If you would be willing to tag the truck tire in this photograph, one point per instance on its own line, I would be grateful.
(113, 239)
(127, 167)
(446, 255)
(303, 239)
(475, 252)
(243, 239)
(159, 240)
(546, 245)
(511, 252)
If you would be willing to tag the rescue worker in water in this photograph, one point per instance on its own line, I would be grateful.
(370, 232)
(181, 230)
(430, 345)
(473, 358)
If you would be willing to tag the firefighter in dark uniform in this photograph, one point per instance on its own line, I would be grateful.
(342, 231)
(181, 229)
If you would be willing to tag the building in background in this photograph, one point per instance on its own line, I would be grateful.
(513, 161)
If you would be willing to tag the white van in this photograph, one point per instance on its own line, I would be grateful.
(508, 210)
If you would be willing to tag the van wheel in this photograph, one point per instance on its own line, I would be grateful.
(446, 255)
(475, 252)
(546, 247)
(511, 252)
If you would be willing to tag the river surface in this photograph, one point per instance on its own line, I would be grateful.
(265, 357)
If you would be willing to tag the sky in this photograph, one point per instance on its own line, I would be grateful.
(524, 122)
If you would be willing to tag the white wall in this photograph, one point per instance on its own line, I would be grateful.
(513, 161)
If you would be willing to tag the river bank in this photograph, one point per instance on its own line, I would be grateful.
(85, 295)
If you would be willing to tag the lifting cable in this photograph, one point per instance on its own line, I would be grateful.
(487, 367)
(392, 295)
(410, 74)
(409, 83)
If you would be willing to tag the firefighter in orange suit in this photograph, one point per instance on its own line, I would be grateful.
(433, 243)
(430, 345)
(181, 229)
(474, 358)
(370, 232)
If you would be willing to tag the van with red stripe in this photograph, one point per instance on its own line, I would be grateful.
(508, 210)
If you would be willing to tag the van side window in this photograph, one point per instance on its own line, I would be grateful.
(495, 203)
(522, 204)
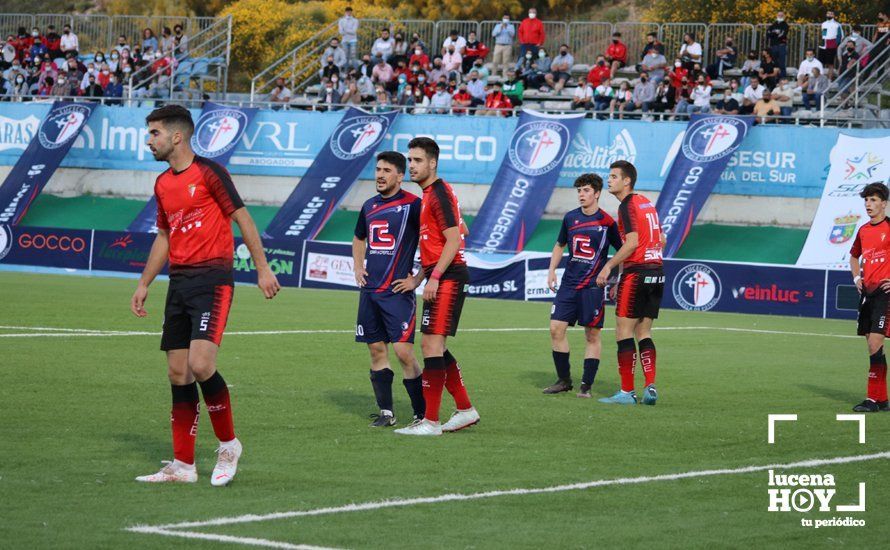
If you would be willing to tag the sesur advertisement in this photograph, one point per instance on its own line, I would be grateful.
(775, 160)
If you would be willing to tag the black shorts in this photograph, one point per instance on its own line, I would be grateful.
(639, 294)
(442, 316)
(197, 309)
(873, 314)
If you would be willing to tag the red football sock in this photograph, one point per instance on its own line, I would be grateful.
(647, 359)
(216, 397)
(454, 382)
(433, 384)
(184, 422)
(627, 358)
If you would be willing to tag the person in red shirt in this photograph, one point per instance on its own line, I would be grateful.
(531, 34)
(443, 265)
(197, 202)
(616, 54)
(641, 283)
(870, 266)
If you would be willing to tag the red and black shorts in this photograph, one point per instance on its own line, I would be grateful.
(197, 309)
(442, 315)
(639, 294)
(873, 314)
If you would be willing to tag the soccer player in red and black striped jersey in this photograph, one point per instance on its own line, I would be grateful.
(870, 265)
(641, 283)
(444, 267)
(197, 202)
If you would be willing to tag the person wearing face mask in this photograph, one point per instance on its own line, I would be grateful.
(616, 54)
(531, 34)
(777, 38)
(503, 35)
(726, 58)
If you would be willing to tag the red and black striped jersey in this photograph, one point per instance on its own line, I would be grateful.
(195, 206)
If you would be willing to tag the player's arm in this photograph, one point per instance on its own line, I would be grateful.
(266, 280)
(160, 251)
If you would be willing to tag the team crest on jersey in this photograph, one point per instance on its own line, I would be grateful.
(354, 139)
(697, 288)
(539, 147)
(844, 228)
(713, 138)
(218, 131)
(62, 126)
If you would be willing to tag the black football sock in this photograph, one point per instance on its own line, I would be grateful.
(414, 387)
(381, 381)
(563, 368)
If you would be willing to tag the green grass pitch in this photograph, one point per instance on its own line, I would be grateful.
(83, 413)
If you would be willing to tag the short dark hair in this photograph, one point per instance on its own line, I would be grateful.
(875, 189)
(395, 158)
(628, 170)
(429, 146)
(592, 180)
(173, 115)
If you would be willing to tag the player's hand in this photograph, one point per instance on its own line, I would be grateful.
(361, 275)
(268, 283)
(429, 291)
(137, 302)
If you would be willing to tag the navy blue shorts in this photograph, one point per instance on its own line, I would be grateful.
(585, 307)
(385, 317)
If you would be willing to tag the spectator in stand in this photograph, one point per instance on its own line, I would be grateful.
(440, 103)
(766, 107)
(654, 64)
(690, 51)
(832, 34)
(726, 59)
(560, 69)
(503, 35)
(531, 34)
(777, 37)
(474, 50)
(514, 87)
(642, 97)
(347, 26)
(753, 93)
(382, 49)
(806, 67)
(616, 54)
(769, 71)
(817, 85)
(599, 71)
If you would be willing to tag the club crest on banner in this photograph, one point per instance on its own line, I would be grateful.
(354, 139)
(217, 131)
(62, 126)
(539, 147)
(713, 138)
(697, 288)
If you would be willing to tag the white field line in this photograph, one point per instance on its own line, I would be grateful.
(71, 333)
(175, 529)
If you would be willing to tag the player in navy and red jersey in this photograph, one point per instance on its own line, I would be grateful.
(589, 231)
(383, 248)
(870, 265)
(197, 202)
(641, 284)
(441, 256)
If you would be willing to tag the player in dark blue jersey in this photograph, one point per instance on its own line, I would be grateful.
(383, 249)
(588, 232)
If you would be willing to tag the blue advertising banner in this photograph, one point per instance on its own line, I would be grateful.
(337, 166)
(34, 168)
(705, 150)
(524, 183)
(217, 132)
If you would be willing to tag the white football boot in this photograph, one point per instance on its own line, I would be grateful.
(226, 463)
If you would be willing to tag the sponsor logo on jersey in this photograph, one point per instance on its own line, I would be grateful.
(696, 288)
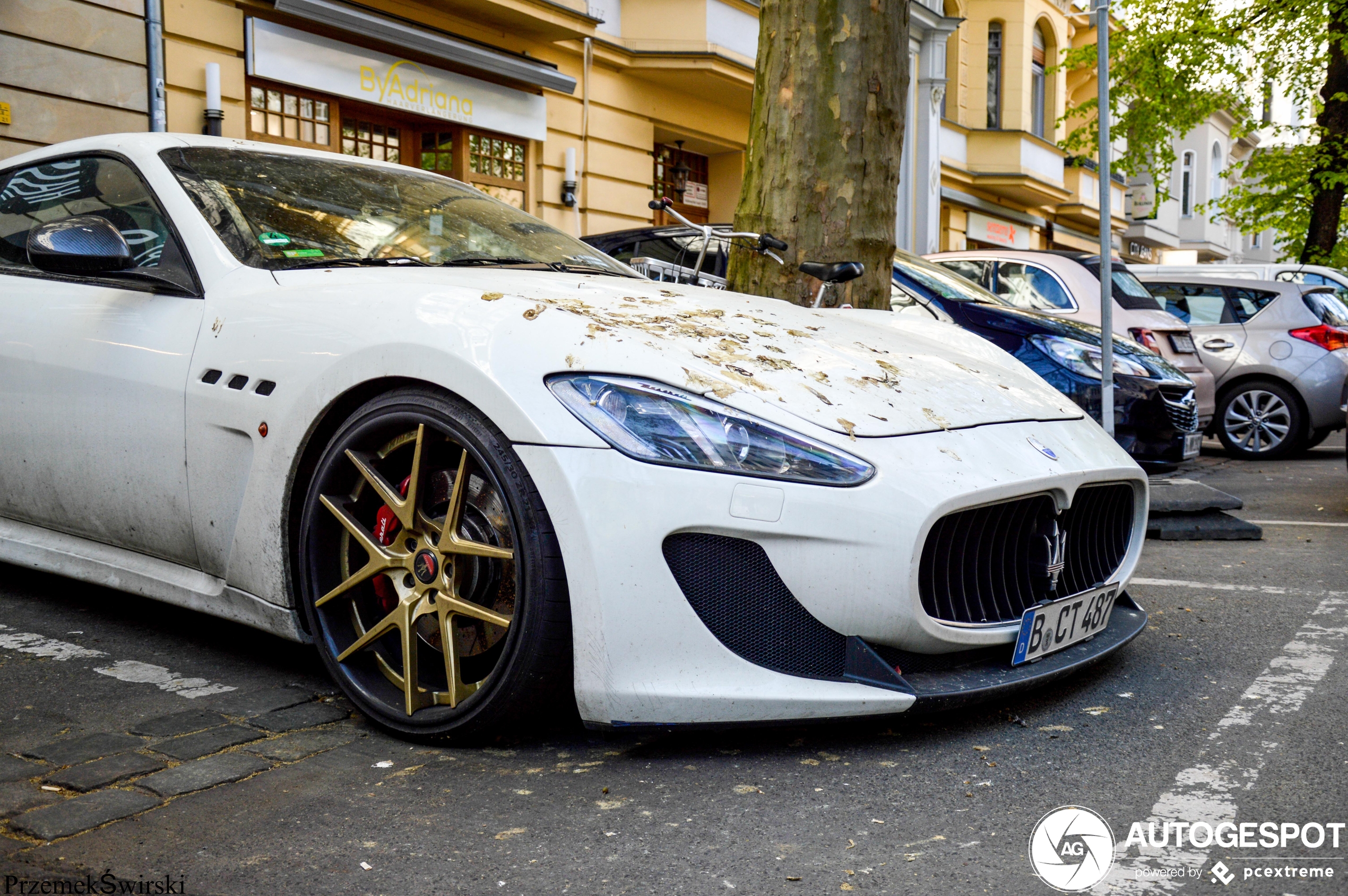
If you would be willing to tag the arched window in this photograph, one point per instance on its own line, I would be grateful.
(1187, 185)
(1037, 84)
(994, 74)
(1216, 181)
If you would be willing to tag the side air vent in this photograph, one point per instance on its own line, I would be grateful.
(738, 595)
(984, 567)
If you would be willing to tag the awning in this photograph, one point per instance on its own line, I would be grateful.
(370, 24)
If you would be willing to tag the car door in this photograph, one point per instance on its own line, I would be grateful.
(93, 370)
(1216, 329)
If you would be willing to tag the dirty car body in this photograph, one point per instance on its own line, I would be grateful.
(414, 425)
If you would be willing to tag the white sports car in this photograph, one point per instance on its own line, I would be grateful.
(486, 469)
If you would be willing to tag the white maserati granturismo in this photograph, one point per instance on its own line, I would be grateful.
(487, 471)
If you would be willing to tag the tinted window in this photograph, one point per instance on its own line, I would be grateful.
(1329, 308)
(970, 270)
(1249, 302)
(1194, 303)
(1027, 286)
(1127, 290)
(99, 186)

════════

• [WHAT THE TASK REQUIRES]: Put all of the lines above into a numbered list, skipping any blank lines. Leave the pictures out of your answer.

• [SOLUTION BELOW]:
1. If you would be willing to tag the truck tire in this photograph, one point per instance on its own line, I would be grateful.
2. (113, 239)
3. (127, 167)
4. (446, 255)
5. (303, 239)
6. (475, 252)
7. (243, 239)
8. (159, 240)
9. (546, 245)
10. (511, 252)
11. If you would be willing to tag the rescue worker in water in this photograph, one point per instance on its own line, I would be grateful.
12. (370, 232)
13. (181, 230)
14. (430, 345)
15. (473, 358)
16. If you would be willing to tag the firefighter in dark uniform in this photograph, one point per instance on its own line, I would be grateful.
17. (342, 231)
18. (181, 229)
19. If you would be willing to tag the building in background in this photograph, one point per instance on its own line, I would be grateful.
20. (513, 161)
21. If you would be willing to tag the white van in this photograph, one point per instance on its own line, I would be grateful.
22. (508, 210)
23. If you would be willing to tag the van wheel in this photograph, one point per instance on its own line, I would be grateful.
24. (446, 255)
25. (475, 252)
26. (546, 247)
27. (511, 252)
28. If you would be willing to tag the river surface in this photograph, one point per instance on its own line, I would be grateful.
29. (265, 357)
30. If you would be willing to tag the sky in this photograph, one point per instance on its own line, I would be grateful.
31. (524, 122)
32. If you would be willing to tag the white wall in this photograph, one point per instance on its own line, I would be grateful.
33. (513, 161)
34. If you would be willing to tag the river bank in this photograph, one point per instance on its own line, I would be grateful.
35. (85, 295)
36. If you would be willing to tag the lifting cable in this photograph, one point per instance on its own line, I would be grateful.
37. (487, 367)
38. (392, 295)
39. (410, 74)
40. (409, 83)
41. If you would be willing to tag the firefighter in orange suit in this photograph, one point per instance on its own line, I would be grateful.
42. (433, 243)
43. (430, 345)
44. (181, 229)
45. (474, 358)
46. (370, 232)
47. If you would be willing to tag the van with red stripe in this photograph, one point per instance on its own line, I would be grateful.
48. (508, 210)
49. If you would be willing to tag the van side window in this photograph, one point per instance on its own line, I would be grateful.
50. (495, 203)
51. (522, 204)
52. If you would be willing to tag the sesur advertisement in this photograph, one point per instance on its own line, I would be grateful.
53. (775, 160)
54. If you would be willing to tag the black shorts in this photograph, one point per instance on its own line, I would be grateful.
55. (639, 294)
56. (442, 316)
57. (197, 309)
58. (873, 314)
59. If you would be willing to tag the red football sock in this photograph, one point per instance on its own line, I would be grateful.
60. (647, 359)
61. (216, 397)
62. (454, 382)
63. (433, 384)
64. (184, 422)
65. (627, 358)
66. If you would be willing to tag the person in red shirt in this photograph, one point per instance on its own line, I would be grateful.
67. (531, 34)
68. (443, 265)
69. (197, 202)
70. (616, 54)
71. (641, 283)
72. (870, 266)
73. If you would be willing to tag the red and black shorts in this photograph, one point per instance on its own line, I would be grateful.
74. (197, 309)
75. (442, 315)
76. (639, 294)
77. (873, 314)
78. If you would be willing to tag the soccer player in red and black striped jersey in this photograph, one point per instance on its own line, I would be grateful.
79. (870, 265)
80. (641, 283)
81. (444, 267)
82. (197, 202)
83. If you would be willing to tag the person wearing face mask in this photograph, one point per instance on its own line, I would be grateful.
84. (616, 54)
85. (531, 34)
86. (777, 38)
87. (503, 35)
88. (726, 58)
89. If you would be willing to tag the red and black striped jersey in this photograph, one point per instance on its own line, I would be grateful.
90. (195, 206)
91. If you would be willing to tag the player's arm in this photograph, one point per instance on its own line, I would be grateful.
92. (266, 280)
93. (160, 251)
94. If you would be willing to tag the team crest on jersey in this photograph, one point per instance on its own line, I would be grateful.
95. (354, 139)
96. (697, 288)
97. (539, 147)
98. (844, 228)
99. (713, 138)
100. (218, 131)
101. (62, 126)
102. If you would be willing to tag the black football sock in this photograph, one point per instance on its own line, I would be grateful.
103. (414, 387)
104. (381, 381)
105. (563, 368)
106. If you would be willing to tag the green grass pitch in this photograph, one point per instance on its own line, I would be grateful.
107. (83, 413)
108. If you would be willing to tag the short dark hair in this photograph, one point per instance on its own line, I would be grateful.
109. (875, 189)
110. (395, 158)
111. (628, 170)
112. (429, 146)
113. (592, 180)
114. (173, 115)
115. If you would be willing to tag the player's hand in this photograph, one point per instance on its own line, I would be grateful.
116. (361, 275)
117. (268, 283)
118. (429, 291)
119. (137, 302)
120. If you would be willing to tag the navy blue shorts in this photograph, one point per instance on its own line, I would be grateful.
121. (585, 307)
122. (385, 317)
123. If you would be willing to tag the spectator in stand in this photograph, one point per instance on its own line, I would be grateful.
124. (440, 103)
125. (766, 107)
126. (654, 64)
127. (690, 51)
128. (832, 34)
129. (726, 59)
130. (560, 69)
131. (503, 35)
132. (531, 34)
133. (777, 37)
134. (474, 50)
135. (514, 87)
136. (642, 97)
137. (347, 26)
138. (753, 93)
139. (382, 49)
140. (806, 67)
141. (616, 54)
142. (769, 71)
143. (817, 85)
144. (599, 71)
145. If you would be willing to tag the club crest on banner in this photograph, one point per instance on its own line, I would be grateful.
146. (354, 139)
147. (217, 131)
148. (62, 126)
149. (539, 147)
150. (713, 138)
151. (697, 288)
152. If you would be willing to tag the white field line in this photograph, one point per instance on its own line, I would be grateful.
153. (71, 333)
154. (175, 529)
155. If you would be willing to tag the player in navy and red jersey in this photograph, one point per instance on its own line, I would be grateful.
156. (589, 231)
157. (383, 248)
158. (870, 265)
159. (197, 202)
160. (641, 284)
161. (441, 256)
162. If you would be willing to tag the player in dark blue jersey in this photograph, one point per instance on its own line, I would be grateful.
163. (383, 249)
164. (588, 232)
165. If you would be willing to tag the blue advertising banner in this photograph, one point per instance on its own line, I would be grateful.
166. (337, 166)
167. (34, 168)
168. (705, 150)
169. (524, 183)
170. (217, 132)
171. If you would be willing to tag the white football boot in this photograph, one point per instance on its own line, I would be grateful.
172. (226, 463)
173. If you would be willing to tag the sponsor logo on jersey in this photograph, one point per instance on its own line, I would be grateful.
174. (696, 288)
175. If you would be willing to tag the arched window in this photograph, one point per instance on its own line, I would be grateful.
176. (1187, 185)
177. (1037, 84)
178. (994, 74)
179. (1216, 181)
180. If you would be willing to tag the side air vent in this photograph, one point per instance on its own line, I would be grateful.
181. (738, 595)
182. (984, 567)
183. If you would be willing to tag the awning in this photograph, one point per instance on its own line, I would be grateful.
184. (370, 24)
185. If you would be willing to tag the car door in this photograph, one point per instance on its own line, I would be grateful.
186. (93, 370)
187. (1216, 329)
188. If you would be willing to tag the dirty car body in this photograph, one point per instance on its own line, I would be grateful.
189. (414, 425)
190. If you would be willing to tag the white sports car in this photograph, one point per instance on its own line, I would be grateful.
191. (486, 469)
192. If you would be willing to tag the white maserati granturismo in this photograph, one point per instance on its own line, I would be grateful.
193. (487, 471)
194. If you would be willing to tag the tinted window in this photograph, one point per instance on its own line, I would be grateful.
195. (1329, 308)
196. (970, 270)
197. (1249, 302)
198. (1194, 303)
199. (1027, 286)
200. (1127, 290)
201. (99, 186)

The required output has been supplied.